Research Proving Peck House Aided Abolishing Slavery

Article excerpt

Byline: Robert Sanchez Daily Herald Staff Writer

In the 1970s, Alyce Mertz would sit outside the Lombard house her grandfather Sheldon Peck built and tell local schoolchildren it used to be a stop on the underground railroad.

She would recall stories her father, Frank Peck, told her about seeing escaped slaves at the house and hearing their songs. No one questioned the validity of Mertz's stories.

Instead, Lombard residents embraced the idea that Sheldon Peck, a famous portrait painter and farmer, was an abolitionist.

Despite decades of public acceptance that the Peck House was part of the network that aided escaping slaves, there has never been any evidence supporting the belief - until now.

Research being done by two Lombard historians shows Sheldon Peck and his family were involved with the abolition movement, the Liberty Party and the temperance movement.

Image location labeling entries
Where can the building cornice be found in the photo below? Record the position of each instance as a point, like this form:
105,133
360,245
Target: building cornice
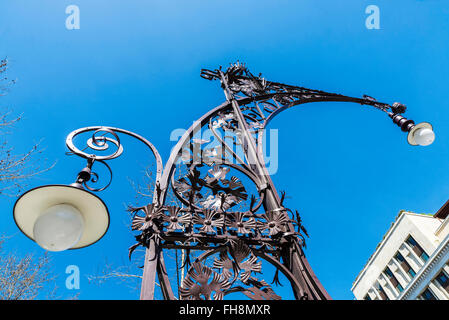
439,253
386,236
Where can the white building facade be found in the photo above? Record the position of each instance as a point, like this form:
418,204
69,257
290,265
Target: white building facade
411,262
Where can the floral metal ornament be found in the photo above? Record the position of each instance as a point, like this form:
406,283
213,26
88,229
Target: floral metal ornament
208,220
242,262
243,222
152,213
275,222
176,219
202,283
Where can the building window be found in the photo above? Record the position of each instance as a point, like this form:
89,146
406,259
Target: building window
393,279
443,280
417,248
381,292
404,264
428,295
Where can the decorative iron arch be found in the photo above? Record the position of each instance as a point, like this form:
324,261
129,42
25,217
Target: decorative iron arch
207,219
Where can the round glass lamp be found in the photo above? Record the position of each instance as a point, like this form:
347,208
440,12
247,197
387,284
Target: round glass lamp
421,134
61,217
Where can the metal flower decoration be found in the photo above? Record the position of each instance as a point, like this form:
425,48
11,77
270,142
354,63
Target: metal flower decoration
202,283
243,222
152,214
275,222
208,219
176,219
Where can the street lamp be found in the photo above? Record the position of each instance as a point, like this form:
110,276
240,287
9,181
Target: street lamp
60,217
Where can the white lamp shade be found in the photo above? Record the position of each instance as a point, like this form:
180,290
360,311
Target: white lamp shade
421,134
37,202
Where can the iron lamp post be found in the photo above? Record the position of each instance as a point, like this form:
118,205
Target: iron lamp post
60,217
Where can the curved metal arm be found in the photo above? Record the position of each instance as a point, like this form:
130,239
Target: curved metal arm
100,142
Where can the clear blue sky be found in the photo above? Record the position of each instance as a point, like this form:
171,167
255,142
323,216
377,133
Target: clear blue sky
135,64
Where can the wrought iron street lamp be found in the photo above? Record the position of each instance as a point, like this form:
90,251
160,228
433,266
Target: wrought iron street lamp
60,217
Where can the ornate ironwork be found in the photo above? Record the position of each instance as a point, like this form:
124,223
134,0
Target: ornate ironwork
220,215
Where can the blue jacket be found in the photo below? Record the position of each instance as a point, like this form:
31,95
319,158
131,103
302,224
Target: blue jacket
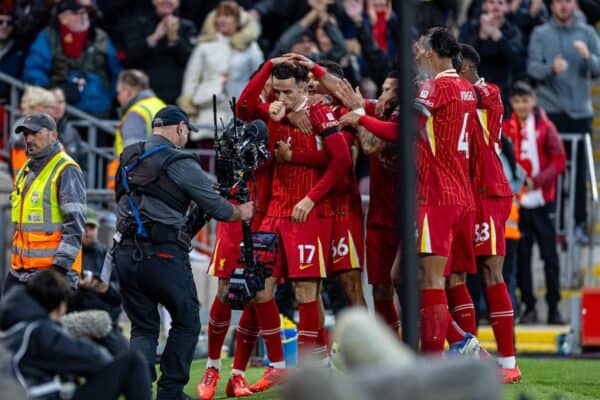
11,62
98,93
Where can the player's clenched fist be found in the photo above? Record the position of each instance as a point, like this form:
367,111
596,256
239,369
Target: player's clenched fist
302,209
277,110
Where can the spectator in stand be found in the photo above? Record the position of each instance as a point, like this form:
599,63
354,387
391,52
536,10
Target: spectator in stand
223,61
160,45
316,27
93,293
11,51
32,16
499,43
67,134
45,355
564,55
73,54
540,152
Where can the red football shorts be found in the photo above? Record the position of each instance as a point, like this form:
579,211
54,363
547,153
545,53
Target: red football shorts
347,242
226,255
490,224
462,255
302,252
436,226
382,244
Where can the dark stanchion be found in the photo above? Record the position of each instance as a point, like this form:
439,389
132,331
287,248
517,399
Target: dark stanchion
409,289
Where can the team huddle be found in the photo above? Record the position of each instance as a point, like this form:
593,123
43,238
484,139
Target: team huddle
307,193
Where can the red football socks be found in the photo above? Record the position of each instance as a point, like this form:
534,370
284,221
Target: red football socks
308,329
218,324
267,315
387,310
434,320
245,338
501,318
462,308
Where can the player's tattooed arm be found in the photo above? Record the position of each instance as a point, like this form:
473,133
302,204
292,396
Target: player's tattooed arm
370,144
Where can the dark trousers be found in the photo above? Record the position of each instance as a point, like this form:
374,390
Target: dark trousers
538,224
126,375
160,274
509,272
565,124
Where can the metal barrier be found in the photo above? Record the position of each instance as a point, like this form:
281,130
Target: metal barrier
572,270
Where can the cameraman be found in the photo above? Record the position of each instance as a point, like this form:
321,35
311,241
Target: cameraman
153,241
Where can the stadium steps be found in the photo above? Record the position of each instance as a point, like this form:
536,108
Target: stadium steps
529,338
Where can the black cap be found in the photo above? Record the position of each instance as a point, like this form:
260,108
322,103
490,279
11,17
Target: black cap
35,122
171,115
65,5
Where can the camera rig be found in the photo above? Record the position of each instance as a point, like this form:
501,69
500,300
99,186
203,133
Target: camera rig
241,149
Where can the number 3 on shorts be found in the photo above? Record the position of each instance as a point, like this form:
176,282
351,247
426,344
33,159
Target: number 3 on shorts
482,232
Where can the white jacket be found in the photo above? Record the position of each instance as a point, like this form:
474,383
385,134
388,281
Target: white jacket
215,67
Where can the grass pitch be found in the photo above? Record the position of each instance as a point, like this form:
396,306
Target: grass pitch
543,378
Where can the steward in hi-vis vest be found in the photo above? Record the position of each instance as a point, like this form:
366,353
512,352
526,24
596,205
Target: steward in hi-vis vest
48,206
139,105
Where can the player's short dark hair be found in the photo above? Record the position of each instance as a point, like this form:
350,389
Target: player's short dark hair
286,70
333,68
521,88
442,42
468,53
134,78
49,288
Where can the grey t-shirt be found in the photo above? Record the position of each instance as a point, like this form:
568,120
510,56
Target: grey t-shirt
188,175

• **Task objective**
Pick up the article on the Peck House from where it stops and carry it forward.

• **Response to the exercise**
The evidence could lead to Peck's home being nationally recognized as an underground railroad station. The house, located at the corner of Grace and Parkside streets, is already Lombard's oldest.

"I think if Alyce (Mertz) is up there somewhere, she would be so thrilled about what's going on with the house and the research," said Lombard resident Margot Fruehe, who uncovered the evidence with Joel Van Haaften, director of the Lombard Historical Museum. "She's probably thinking, 'Well, I told you so.'" Fruehe said.

While Lombard residents believed Alyce Mertz's account of her grandfather, the federal government needs more proof before declaring something a former underground railroad site.

So when the Peck-Mertz family donated the house to the village about five years ago, Lombard Historical Society members knew extra research would be needed to prove or disprove Alyce Mertz's claims.

That effort started last year when Fruehe, a friend of the Mertz family, and Van Haaften began reading microfilm copies of the Western Citizen, a weekly abolitionist newspaper that used to be published in Chicago.

"We wanted to take the oral histories and support them with primary documents that were written during Sheldon Peck's time period," Van Haaften said.

The pair ended up spending countless hours reading hundreds of Western Citizen newspapers published between the 1840s to 1860s and gradually piecing together the needed facts.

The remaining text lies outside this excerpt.